-- start of Task material --

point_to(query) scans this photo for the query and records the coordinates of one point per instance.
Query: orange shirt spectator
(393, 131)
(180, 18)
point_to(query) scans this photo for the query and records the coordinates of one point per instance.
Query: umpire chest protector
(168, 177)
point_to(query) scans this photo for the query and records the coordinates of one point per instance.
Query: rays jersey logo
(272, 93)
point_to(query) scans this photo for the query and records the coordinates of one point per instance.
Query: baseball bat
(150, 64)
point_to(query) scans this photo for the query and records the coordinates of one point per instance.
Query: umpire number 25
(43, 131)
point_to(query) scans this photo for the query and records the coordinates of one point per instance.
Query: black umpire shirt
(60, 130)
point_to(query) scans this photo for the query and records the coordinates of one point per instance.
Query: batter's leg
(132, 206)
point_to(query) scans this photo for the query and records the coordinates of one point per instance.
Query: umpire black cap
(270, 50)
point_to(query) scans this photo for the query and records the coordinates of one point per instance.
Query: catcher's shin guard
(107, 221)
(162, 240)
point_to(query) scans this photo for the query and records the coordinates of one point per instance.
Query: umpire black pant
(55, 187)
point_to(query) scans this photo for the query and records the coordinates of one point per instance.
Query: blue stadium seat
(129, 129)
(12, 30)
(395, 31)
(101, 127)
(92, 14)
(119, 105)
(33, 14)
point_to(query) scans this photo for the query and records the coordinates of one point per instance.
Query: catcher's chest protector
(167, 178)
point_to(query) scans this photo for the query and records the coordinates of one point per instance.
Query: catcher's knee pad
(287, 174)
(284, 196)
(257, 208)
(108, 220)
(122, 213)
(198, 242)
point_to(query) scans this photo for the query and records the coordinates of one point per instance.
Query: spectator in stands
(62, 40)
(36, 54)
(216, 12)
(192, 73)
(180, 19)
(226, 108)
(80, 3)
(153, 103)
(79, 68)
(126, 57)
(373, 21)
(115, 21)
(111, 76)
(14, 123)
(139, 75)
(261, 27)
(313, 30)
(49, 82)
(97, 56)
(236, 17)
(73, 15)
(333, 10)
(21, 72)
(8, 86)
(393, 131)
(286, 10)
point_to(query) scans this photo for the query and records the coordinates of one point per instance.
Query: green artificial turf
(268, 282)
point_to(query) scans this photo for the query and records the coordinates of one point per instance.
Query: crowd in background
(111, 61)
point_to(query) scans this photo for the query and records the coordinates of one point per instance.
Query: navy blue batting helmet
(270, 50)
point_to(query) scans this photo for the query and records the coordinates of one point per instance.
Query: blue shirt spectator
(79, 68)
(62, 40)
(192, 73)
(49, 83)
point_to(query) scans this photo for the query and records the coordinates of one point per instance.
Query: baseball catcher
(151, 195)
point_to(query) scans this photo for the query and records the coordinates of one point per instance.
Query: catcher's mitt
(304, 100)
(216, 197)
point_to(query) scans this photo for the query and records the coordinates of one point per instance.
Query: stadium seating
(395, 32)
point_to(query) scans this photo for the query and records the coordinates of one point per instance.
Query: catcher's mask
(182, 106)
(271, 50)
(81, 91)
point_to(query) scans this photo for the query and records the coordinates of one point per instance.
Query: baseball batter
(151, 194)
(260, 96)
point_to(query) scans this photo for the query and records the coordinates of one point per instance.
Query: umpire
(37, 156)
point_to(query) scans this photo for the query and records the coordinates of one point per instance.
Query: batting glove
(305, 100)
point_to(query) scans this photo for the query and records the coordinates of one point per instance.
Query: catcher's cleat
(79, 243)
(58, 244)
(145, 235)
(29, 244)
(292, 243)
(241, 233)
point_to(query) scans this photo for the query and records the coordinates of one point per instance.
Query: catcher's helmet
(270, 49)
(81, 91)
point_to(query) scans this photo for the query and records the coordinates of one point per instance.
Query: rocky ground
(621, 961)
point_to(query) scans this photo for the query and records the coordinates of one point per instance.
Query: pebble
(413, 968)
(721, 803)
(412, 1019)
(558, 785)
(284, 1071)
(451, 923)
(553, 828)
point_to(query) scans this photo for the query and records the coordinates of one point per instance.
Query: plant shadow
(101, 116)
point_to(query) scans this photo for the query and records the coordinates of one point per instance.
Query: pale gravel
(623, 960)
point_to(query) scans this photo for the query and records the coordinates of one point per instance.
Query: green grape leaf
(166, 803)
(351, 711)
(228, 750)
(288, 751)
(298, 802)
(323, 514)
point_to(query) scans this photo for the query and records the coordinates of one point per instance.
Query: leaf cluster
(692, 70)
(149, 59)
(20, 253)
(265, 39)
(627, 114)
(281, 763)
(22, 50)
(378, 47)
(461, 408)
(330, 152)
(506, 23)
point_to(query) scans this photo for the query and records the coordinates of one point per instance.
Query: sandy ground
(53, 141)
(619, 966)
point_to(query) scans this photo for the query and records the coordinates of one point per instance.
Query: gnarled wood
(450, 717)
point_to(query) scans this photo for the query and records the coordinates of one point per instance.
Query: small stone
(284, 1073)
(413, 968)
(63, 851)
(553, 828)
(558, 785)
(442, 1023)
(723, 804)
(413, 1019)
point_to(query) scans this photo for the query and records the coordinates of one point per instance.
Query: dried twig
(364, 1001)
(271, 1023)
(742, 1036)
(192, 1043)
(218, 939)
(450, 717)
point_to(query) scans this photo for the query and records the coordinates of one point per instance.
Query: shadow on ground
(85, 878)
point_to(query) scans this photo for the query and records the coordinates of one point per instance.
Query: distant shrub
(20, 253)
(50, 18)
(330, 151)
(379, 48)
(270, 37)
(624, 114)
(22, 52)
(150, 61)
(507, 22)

-- end of Task material --

Task statement: How many lines of the material above contain the word "green"? Give only the number.

Full output: 2